Problem details → Below are some records; retype all of them exactly.
# # #
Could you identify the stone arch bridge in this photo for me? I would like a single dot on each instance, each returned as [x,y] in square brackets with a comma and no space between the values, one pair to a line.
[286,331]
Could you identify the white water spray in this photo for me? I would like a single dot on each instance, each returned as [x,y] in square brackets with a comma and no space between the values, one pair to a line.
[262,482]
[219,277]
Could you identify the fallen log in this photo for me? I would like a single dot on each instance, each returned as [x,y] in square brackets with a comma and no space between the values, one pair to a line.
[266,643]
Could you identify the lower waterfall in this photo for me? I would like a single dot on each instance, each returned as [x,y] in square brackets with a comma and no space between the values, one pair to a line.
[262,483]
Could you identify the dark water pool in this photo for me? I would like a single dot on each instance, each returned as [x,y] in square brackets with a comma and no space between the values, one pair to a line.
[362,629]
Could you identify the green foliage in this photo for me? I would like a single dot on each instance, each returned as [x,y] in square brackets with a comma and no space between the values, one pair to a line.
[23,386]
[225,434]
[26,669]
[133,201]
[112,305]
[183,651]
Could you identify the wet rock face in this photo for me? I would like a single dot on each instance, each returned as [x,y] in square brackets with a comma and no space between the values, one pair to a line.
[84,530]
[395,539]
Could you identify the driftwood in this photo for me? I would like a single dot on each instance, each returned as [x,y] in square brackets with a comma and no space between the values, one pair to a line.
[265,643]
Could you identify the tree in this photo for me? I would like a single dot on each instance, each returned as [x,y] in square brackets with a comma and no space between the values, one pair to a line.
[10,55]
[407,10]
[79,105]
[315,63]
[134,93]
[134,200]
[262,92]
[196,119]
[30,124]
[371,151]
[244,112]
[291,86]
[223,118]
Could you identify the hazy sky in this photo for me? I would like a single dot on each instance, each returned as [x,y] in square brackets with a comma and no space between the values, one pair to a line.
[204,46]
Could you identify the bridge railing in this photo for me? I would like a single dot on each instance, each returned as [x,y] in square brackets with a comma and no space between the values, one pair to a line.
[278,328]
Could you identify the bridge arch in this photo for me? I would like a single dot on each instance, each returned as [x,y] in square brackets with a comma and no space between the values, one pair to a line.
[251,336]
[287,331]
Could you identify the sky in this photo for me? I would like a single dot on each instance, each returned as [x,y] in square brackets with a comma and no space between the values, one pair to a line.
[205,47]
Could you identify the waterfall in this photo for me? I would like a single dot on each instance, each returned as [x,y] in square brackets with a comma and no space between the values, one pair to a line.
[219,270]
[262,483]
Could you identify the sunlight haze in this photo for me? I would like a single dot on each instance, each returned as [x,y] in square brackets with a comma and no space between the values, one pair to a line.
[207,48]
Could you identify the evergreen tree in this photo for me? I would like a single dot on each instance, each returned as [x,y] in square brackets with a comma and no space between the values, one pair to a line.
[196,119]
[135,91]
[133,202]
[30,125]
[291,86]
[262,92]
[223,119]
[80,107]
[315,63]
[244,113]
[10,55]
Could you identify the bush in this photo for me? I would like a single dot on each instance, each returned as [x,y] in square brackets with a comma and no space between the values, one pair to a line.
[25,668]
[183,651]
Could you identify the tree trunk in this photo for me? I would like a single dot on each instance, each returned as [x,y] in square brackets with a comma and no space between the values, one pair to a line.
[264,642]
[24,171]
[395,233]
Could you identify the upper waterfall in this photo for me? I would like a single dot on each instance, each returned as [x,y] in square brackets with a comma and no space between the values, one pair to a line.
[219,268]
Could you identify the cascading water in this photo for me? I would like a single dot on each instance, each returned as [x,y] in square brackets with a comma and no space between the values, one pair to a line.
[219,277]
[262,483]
# # #
Exercise solution →
Could you identify the stone arch bridge in this photo for me? I would like a single dot on each instance, each returned as [x,y] in square brackets with a comma and no space between the values, one pair to a line.
[286,331]
Could you identify the white water spray in this photo for me? I would like a single dot on each instance, each returned as [x,y] in square brackets with a comma and no space between the values, one pair to a line.
[262,482]
[219,277]
Could you identify the fallen log in this photo for me? I would like a single dot on each instance, each returned as [x,y] in square brackets with a comma and no space between the values, one pair to a line.
[266,643]
Could you identify the lower waterfall in this photo for me? I would like a single dot on each instance, each returned as [x,y] in square brackets with a comma and no space between the values, one pair to a line.
[262,483]
Could you identify the dark water pool in this photo for me? I would like a single dot on each instance, each returned as [x,y] in square brackets with a comma and no space between the values, one pair to a line.
[362,629]
Could you identify the green foliage in this photo for me? I would like a single dot on each instance, each returned as [x,y] in square brackets with a comma and no space between the values, one pair to a line.
[23,386]
[225,434]
[26,669]
[133,201]
[112,305]
[183,651]
Could you identify the wet rock face in this photo for me? I would like a single dot on each instance, each returned as [x,y] in square brackets with a comma and no space between the values, one pair to a line.
[84,530]
[395,539]
Could you identify the driftwood in this photo for me? I would like a single dot on each instance, each returned as [x,y] in square brackets with a comma and no space between the values, one pair to a line.
[265,643]
Could you identify the tree in this photo for me? I would like a single dot on each instance, each returned as [x,y] in square brackets with a comma and no space between the values, one pair to a line.
[10,55]
[407,10]
[79,105]
[315,63]
[134,93]
[134,200]
[262,92]
[196,119]
[30,124]
[371,151]
[244,112]
[291,86]
[223,118]
Could you identify the hazy sky in this photo for me? I would like a single dot on each instance, each returned as [x,y] in square brackets with a comma and no space between the values, one pair to a line.
[204,46]
Could you identify the bridge railing in this photo for me? I would like a single dot on each instance, each returned as [x,y] in square brackets with a comma and no space between the values, one pair to a line.
[278,328]
Could you identify the bridge arch in this photo for me? I would like a single dot on each instance, each returned as [x,y] in square brackets with a comma and no space between the values, one pair to a line.
[251,336]
[287,331]
Could you identify the sky in this photo for me? I would like a single dot on each instance, each returned as [x,y] in square brackets with a comma and no space between the values, one pair to a line.
[205,47]
Could you identify the waterfall in this photo for me? I would like a single dot on each instance, each returned as [x,y] in square brackets with a comma and no space between the values, one pair to a line.
[219,270]
[262,483]
Could you identify the sunlight haze in this photo for me? I would like a single dot on each instance, each returned as [x,y] in square brackets with a comma and no space between the values, one pair to a line.
[207,48]
Could you identify the evergreen tree in this photo for me? I would like a single dot on each instance, each returned as [x,y] in square brackets with a comma and no space between the values, one pair to a line.
[196,119]
[135,91]
[133,202]
[30,125]
[291,86]
[262,92]
[223,119]
[80,107]
[315,63]
[244,113]
[10,55]
Could you identify the bush in this photo for me? I would like a single dot on each instance, each returned as [x,y] in square brackets with a comma and no space between the values, one pair to a line.
[25,668]
[183,651]
Could you identify the tree trunk in this photo for me? I would like a single dot on each instance, each returned as [x,y] in square brackets with a comma and no space between the values, one pair to a line.
[264,642]
[24,171]
[395,233]
Could you identify the upper waterfall in this photo for me? I would like a single dot on each instance, each returned as [x,y] in square brackets with a comma and no space between the values, one pair to a line.
[219,268]
Could you identify the cascading water in this photo for me? I would like a single dot on each instance, each returned as [x,y] in square brackets with a comma and no space between the values, one pair to a line.
[219,277]
[262,483]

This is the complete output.